Member of the Kentucky House of Representatives from the 15th district
- In office January 1, 2017 – January 1, 2023
- Preceded by: Brent Yonts
- Succeeded by: Rebecca Raymer

Personal details
- Born: December 5, 1957 (age 68)
- Party: Republican
- Spouse: Marshall E. Prunty
- Children: 3
- Alma mater: University of Kentucky Saint Meinrad Seminary and School of Theology
- Profession: Physical therapist

= Melinda Gibbons Prunty =

American politician

Melinda Gibbons Prunty (born December 5, 1957) is a Republican politician who represented Kentucky's 15th legislative district in the Kentucky House of Representatives from 2017 to 2023. She did not seek reelection in 2022.

==Personal life==
Prunty earned a bachelor's degree in physical therapy from the University of Kentucky in 1979. She also holds a Master of Theological Studies degree from Saint Meinrad Seminary and School of Theology in Saint Meinrad, Indiana, which she completed in 2010.

Prunty and her husband, Marshall, have three daughters - Kaci, Lindsay, and Hillary. Marshall Prunty, a doctor, was unsuccessful in three attempts to capture the 15th district seat in the Kentucky House.

Prunty was raised in the Methodist church, but converted to Roman Catholicism as an adult. She served as director of the Office of Youth Ministry for the Roman Catholic Diocese of Owensboro, resigning in 2016 to seek public office.

### [Provided records]
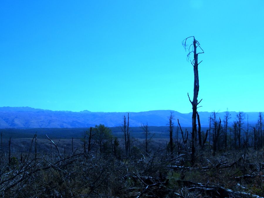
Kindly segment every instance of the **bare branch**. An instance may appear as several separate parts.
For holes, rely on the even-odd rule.
[[[57,146],[58,144],[57,144],[56,145],[56,144],[55,144],[55,143],[54,143],[54,142],[53,142],[53,141],[52,140],[52,139],[51,139],[47,135],[47,134],[46,134],[45,135],[46,135],[46,136],[47,136],[47,137],[48,138],[48,139],[49,139],[49,140],[50,141],[51,141],[51,142],[53,144],[53,145],[54,145],[55,146],[55,147],[56,147],[56,148],[57,149],[57,150],[58,151],[58,153],[59,153],[59,157],[60,158],[60,159],[62,159],[62,157],[61,157],[61,154],[60,154],[60,150],[59,150],[59,148],[58,148],[58,146]],[[59,142],[60,142],[60,141],[59,141]],[[59,142],[58,143],[58,144],[59,143]]]

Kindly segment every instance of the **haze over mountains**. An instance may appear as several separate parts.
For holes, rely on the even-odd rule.
[[[192,126],[192,113],[182,114],[171,110],[158,110],[139,112],[130,112],[129,126],[138,126],[142,123],[149,126],[166,126],[168,117],[172,112],[175,119],[175,125],[178,119],[182,126]],[[92,112],[85,110],[79,112],[69,111],[53,111],[34,109],[28,107],[0,107],[0,128],[72,128],[89,127],[102,124],[108,127],[121,126],[124,115],[128,112]],[[236,118],[237,113],[230,112],[230,123]],[[208,112],[199,112],[201,125],[207,127],[209,118],[211,114]],[[218,112],[217,117],[224,119],[224,112]],[[245,123],[247,115],[251,125],[256,123],[258,112],[245,113]]]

### [Your assignment]
According to the text about Melinda Gibbons Prunty, in what year did she complete her Master of Theological Studies degree?

### [Written answer]
2010